======== Supplied material
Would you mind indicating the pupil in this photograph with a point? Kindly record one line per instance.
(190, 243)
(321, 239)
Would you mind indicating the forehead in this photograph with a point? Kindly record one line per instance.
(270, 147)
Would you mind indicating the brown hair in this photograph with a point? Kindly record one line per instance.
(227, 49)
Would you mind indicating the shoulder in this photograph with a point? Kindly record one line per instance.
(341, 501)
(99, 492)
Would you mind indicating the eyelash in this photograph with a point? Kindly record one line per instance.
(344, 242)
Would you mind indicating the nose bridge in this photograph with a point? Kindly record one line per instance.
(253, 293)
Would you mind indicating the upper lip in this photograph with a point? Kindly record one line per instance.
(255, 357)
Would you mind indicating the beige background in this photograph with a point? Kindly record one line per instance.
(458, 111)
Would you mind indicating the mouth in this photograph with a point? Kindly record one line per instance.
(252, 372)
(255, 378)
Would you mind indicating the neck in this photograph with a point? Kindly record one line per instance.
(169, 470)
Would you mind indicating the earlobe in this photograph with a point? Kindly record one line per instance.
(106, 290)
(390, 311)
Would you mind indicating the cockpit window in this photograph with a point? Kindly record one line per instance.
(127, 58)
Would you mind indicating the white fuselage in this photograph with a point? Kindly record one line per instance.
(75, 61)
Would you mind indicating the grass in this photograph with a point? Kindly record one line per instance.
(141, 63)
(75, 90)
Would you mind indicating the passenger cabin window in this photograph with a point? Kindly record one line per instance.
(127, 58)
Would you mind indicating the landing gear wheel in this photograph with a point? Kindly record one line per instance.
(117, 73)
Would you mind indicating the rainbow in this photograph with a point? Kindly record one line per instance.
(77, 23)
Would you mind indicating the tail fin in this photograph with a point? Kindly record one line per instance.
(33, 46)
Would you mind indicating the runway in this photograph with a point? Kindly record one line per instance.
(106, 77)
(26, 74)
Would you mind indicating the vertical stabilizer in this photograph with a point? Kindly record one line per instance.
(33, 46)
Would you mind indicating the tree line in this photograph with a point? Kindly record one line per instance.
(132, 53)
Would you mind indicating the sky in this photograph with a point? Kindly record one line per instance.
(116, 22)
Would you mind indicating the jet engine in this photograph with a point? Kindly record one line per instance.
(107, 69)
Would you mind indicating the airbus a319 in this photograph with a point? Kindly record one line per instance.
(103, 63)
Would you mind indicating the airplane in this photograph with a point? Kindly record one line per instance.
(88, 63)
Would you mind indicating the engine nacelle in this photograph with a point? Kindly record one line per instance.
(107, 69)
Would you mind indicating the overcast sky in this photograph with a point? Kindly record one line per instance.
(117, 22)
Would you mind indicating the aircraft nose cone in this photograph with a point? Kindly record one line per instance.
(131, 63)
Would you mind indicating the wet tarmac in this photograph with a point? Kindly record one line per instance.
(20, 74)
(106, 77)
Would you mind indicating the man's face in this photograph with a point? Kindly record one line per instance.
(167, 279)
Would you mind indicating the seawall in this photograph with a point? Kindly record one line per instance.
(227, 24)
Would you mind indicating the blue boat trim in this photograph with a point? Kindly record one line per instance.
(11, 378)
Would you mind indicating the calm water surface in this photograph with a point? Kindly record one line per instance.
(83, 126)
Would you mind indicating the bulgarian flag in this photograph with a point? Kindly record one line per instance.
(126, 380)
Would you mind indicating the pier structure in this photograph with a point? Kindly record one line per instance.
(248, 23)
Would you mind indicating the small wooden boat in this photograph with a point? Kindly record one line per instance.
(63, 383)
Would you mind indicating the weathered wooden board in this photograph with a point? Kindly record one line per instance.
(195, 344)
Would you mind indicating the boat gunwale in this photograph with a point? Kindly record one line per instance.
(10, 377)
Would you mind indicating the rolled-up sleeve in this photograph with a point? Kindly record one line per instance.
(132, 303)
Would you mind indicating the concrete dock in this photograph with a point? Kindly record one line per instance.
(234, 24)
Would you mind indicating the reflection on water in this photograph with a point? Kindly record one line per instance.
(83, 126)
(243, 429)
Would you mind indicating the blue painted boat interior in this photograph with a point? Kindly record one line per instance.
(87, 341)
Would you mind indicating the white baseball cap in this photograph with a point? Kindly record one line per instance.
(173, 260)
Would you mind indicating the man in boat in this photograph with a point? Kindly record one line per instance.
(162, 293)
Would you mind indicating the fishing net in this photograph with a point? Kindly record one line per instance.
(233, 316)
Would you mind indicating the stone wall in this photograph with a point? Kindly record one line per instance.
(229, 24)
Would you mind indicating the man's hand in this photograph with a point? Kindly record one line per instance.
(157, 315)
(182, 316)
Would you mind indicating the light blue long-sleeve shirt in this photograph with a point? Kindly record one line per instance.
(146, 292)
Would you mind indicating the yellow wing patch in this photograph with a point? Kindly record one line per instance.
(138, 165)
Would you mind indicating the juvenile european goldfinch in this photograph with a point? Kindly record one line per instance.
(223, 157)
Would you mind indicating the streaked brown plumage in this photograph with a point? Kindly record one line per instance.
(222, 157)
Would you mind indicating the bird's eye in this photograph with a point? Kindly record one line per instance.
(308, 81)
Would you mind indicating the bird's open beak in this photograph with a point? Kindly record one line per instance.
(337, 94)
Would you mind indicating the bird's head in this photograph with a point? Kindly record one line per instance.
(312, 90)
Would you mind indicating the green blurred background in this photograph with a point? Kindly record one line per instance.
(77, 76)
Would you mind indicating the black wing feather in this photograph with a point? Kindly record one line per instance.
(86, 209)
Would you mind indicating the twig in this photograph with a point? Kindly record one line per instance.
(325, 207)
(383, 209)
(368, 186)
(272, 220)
================
» Activity
A word-for-word repeat of the full data is needed.

» Response for this exercise
Would you mind indicating the pupil in this photograph with a point? Kindly record one line per instance.
(190, 243)
(321, 239)
Would you mind indicating the forehead in this photograph with a point? Kindly record one line per instance.
(270, 147)
Would you mind indicating the brown hair in this photograph with a point? Kindly record one line per instance.
(227, 49)
Would you mind indicating the shoulder in this photograph with a point? Kindly record one line per instance.
(341, 501)
(99, 492)
Would you mind indicating the eyelash in this photograph with a point? Kindly record one line per instance.
(344, 242)
Would you mind indicating the nose bridge in this photograph with a point? Kindly record one line per instance.
(253, 293)
Would you mind indicating the upper lip in this photograph with a point? Kindly record one line per instance.
(255, 357)
Would you mind indicating the beige background in this photograph with a point? Kindly record one line per instance.
(458, 111)
Would you mind indicating the mouth in this photograph with a point? Kindly record one line per instance.
(252, 372)
(255, 378)
Would you mind indicating the neck in this photograph with a point? Kindly record one line per instance.
(169, 470)
Would you mind indicating the earlobe in this photograph with a point? Kindly record one line per instance.
(106, 290)
(390, 311)
Would you mind indicating the cockpit window in this photograph with a point? Kindly record one line per instance.
(127, 58)
Would you mind indicating the white fuselage in this photograph with a point? Kindly record one line per instance.
(75, 61)
Would you mind indicating the grass in this photograph with a point? Kindly record one line per instance.
(141, 63)
(75, 90)
Would you mind indicating the passenger cabin window in this photograph with a point? Kindly record one line per instance.
(127, 58)
Would you mind indicating the landing gear wheel in this photograph with a point? Kindly record one line per instance.
(117, 73)
Would you mind indicating the rainbow in this photograph with a point? Kindly record one line per instance.
(77, 23)
Would you mind indicating the tail fin in this photograph with a point? Kindly record one line per instance.
(33, 46)
Would you mind indicating the runway in this photograph with a point? Kindly record one line per instance.
(106, 77)
(26, 74)
Would you mind indicating the vertical stabilizer in this photograph with a point? Kindly record one line per instance.
(33, 46)
Would you mind indicating the tree line in this photograph with a point? Kindly record one line per instance.
(132, 53)
Would you mind indicating the sky in this photograph with a point? Kindly record one line per instance.
(116, 22)
Would you mind indicating the jet engine in this photograph with a point? Kindly record one line per instance.
(107, 69)
Would you mind indicating the airbus a319 in this photograph with a point? Kindly record one line per instance.
(103, 63)
Would you mind indicating the airplane in this photograph with a point? Kindly record one line per instance.
(88, 63)
Would you mind indicating the engine nacelle in this photograph with a point? Kindly record one line per instance.
(107, 69)
Would you mind indicating the overcast sky in this photograph with a point? Kindly record one line per instance.
(117, 22)
Would you mind indicating the aircraft nose cone in this photograph with a point? Kindly record one line per instance.
(131, 63)
Would you mind indicating the wet tarmac in this photograph with a point? Kindly record one line per instance.
(20, 74)
(106, 77)
Would you mind indicating the man's face in this photograph with a point? Kindly record one line per instance.
(167, 279)
Would you mind indicating the seawall in this photograph with a point? Kindly record one line per instance.
(227, 24)
Would you mind indicating the blue boat trim in this photograph with a point? Kindly record one line per instance.
(11, 378)
Would you mind indicating the calm water surface in this photograph with a point? Kindly record one line per instance.
(83, 126)
Would you mind indicating the bulgarian flag in this photograph with a point? Kindly record one line per instance.
(126, 380)
Would you mind indicating the pier structure in this photograph with a point? Kindly record one line per instance.
(248, 23)
Would you mind indicating the small wooden boat in this photograph with a point? Kindly record one line per instance.
(63, 383)
Would you mind indicating the weathered wooden board in this photograph with a point? Kindly record one line per instance.
(195, 344)
Would you mind indicating the boat gunwale in this photograph with a point? Kindly record one line per instance.
(10, 377)
Would you mind indicating the rolled-up sleeve in this photograph with a point? Kindly record one line per instance.
(132, 303)
Would you mind indicating the concrete dock in this photograph with a point? Kindly record one line per instance.
(234, 24)
Would you mind indicating the reflection on water in this photograph with a point? Kindly record one line per instance.
(83, 126)
(243, 429)
Would you mind indicating the blue painted boat interior in this photograph with a point? Kindly record one line per instance.
(87, 341)
Would you mind indicating the white baseball cap in this photograph with a point? Kindly record one line per instance.
(173, 260)
Would you mind indicating the man in boat in this photograph with a point? Kindly record one line per instance.
(162, 293)
Would you mind indicating the fishing net in this photograph with a point? Kindly record one line per instance.
(233, 316)
Would you mind indicating the stone wall in this photograph with a point? Kindly record one line per instance.
(229, 24)
Would you mind indicating the man's hand in this photograph with a point? Kindly record one line per instance.
(157, 315)
(182, 316)
Would you mind indicating the light blue long-sleeve shirt in this photograph with a point? Kindly record one line per instance.
(146, 292)
Would you mind indicating the yellow wing patch in this photograph with a point? Kindly record one line per instance.
(138, 165)
Would you mind indicating the juvenile european goldfinch in this photograph with a point? Kindly record one line per instance.
(223, 157)
Would you mind indicating the streaked brown plumage in this photograph with a point? Kindly record one line per instance.
(222, 157)
Would you mind indicating the bird's eye in this photograph with a point? Kindly record one line per instance.
(308, 81)
Would you mind indicating the bird's open beak in this photograph with a point? Kindly record one line per instance.
(337, 94)
Would you mind indicating the bird's head in this photograph with a point? Kindly record one line per instance.
(312, 90)
Would you mind indicating the green blurred background in this photograph with a point? Kindly record one line per instance.
(77, 76)
Would you mind indicating the black wing feather in this photograph with a point? Kindly record one line per instance.
(86, 209)
Would you mind indicating the twig in this photograph with a point? Kindly record one line per instance.
(325, 207)
(383, 209)
(368, 186)
(272, 220)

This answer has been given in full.